Testo di riferimento —
Ci sono i nomi dei responsabili della strage silenziosa alla Casaralta, la morte di decine di operai stroncati a distanza di anni da mesoteliomi, asbestosi e tumori polmonari collegati all’esposizione all’amianto. Sono gli ultimi Regazzoni che guidarono l’azienda che fabbricava e riparava le carrozze dei treni, gli unici ancora in vita tra i membri del cda fra il 1972 e il 1986.
Nella fabbrica dei veleni la mala polvere veniva spruzzata e spazzata via con le scope senza che fosse adottata alcuna protezione per gli operai che per decenni hanno respirato a pieni polmoni quelle micidiali fibre. Proprietari e amministratori dell’epoca conoscevano i rischi cui andavano incontro i lavoratori, tanto da prevedere un premio amianto, 500.000 lire per il rischio asbestosi riconosciuto a 500 lavoratori fino al 1988, ma misero il profitto davanti a tutto. A dirlo non sono più solo il pm Roberto Ceroni, che nella requisitoria ha descritto una esposizione seconda solo all’estrazione dell’amianto nelle miniere, gli avvocati di parte civile, l’Albea — l’Associazione lavoratori bolognesi esposti all’amianto —o i figli e le mogli dei tanti che in questi anni sono morti, annegati dall’acqua nei polmoni. Ora a stabilirlo è la sentenza con la quale la giudice Manuela Melloni ha condannato per omicidio colposo (senza sospensione) a tre anni Anna Maria Regazzoni, 88 anni, nel cda dal ‘55 al ‘79 e poi dall’84 al ‘93, e a due anni Carlo Regazzoni, 61 anni, consigliere dal ‘77 all’86, e Carlo Filippo Zucchini, 63 anni, in carica dal ‘79 all’86. I due Regazzoni condannati sono sorella e nipote di Giorgio, fondatore e ad dal ‘60 al ‘75, morto prima del processo che lo vedeva imputato. In un altro filone per l’ex dg di Casaralta, Carlo Farina, arrivò una condanna a un anno in primo grado e poi un proscioglimento in appello per l’incapacità di stare in giudizio per motivi di salute.
Una sentenza a suo modo storica per quella che Giacomo Simoni, in Casaralta per 30 anni, delegato Fiom e presidente dell’Albea morto due anni fa, definì la «nostra Eternit». Un epilogo niente affatto scontato per un processo partito subito in salita. Il pm Massimiliano Rossi aveva infatti rinunciato a processare i Regazzoni ma dopo l’opposizione delle parti civili, avvocati Alessandro Gamberini e Simone Sabattini, il gip Mirko Margiocco aveva ordinato l’imputazione coatta. Il caso è poi passato al pm Ceroni che sta indagando su altre morti d’amianto alle ex Ogr.

Contenuto del dataset —
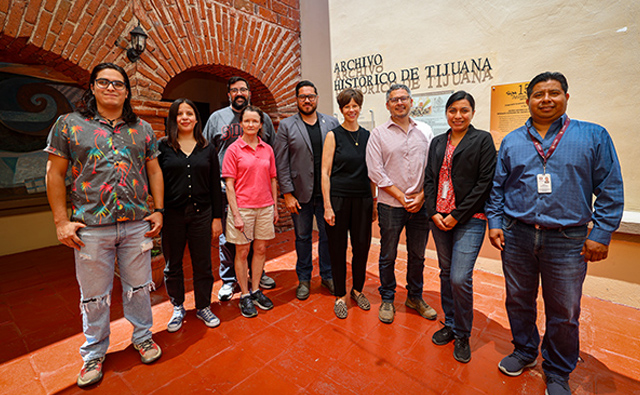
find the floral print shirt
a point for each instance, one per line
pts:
(108, 166)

Descrizione del compito —
Prosegua l'articolo sulla condanna per le morti da amianto alla Casaralta, riprendendo subito dopo l'ultima frase riportata.

Risposta all'esercizio —
Il lungo elenco delle vittime comprendeva 81 operai deceduti o ammalatisi per aver inalato le fibre cancerogene. Ma la prescrizione e l’alternanza degli imputati nei ruoli di vertice ha costretto l’accusa a una rigorosa selezione. Le condanne sono arrivate per una ventina di decessi, per altri è stata decisa l’assoluzione o è stata dichiarata la prescrizione. Il Tribunale ha disposto un risarcimento di 150.000 euro ai familiari di ogni vittima, alcuni assisiti dall’avvocato Cristina Gandolfo. Restano poi sotto chiave i 12 milioni sequestrati nel 2014 a Carlo Regazzoni.
Gli imputati faranno appello: «Siamo sorpresi perché avevamo fornito prove sia in fatto che in diritto della non colpevolezza», commenta il loro legale, avvocato Nicola Mazzacuva, che ha prodotto giurisprudenza che esclude responsabilità dei consiglieri senza delega. Di tutt’altro tenore le reazioni delle parti civili: «Avevamo ragione noi e il gip quando dicevamo che questo processo si doveva fare e che la richiesta di archiviazione della Procura era infondata - dice l’avvocato Sabattini —. Un risultato che si deve anche al lavoro del pm Ceroni che, in discontinuità con l’ ufficio, ha portato avanti l’accusa con l’impegno necessario».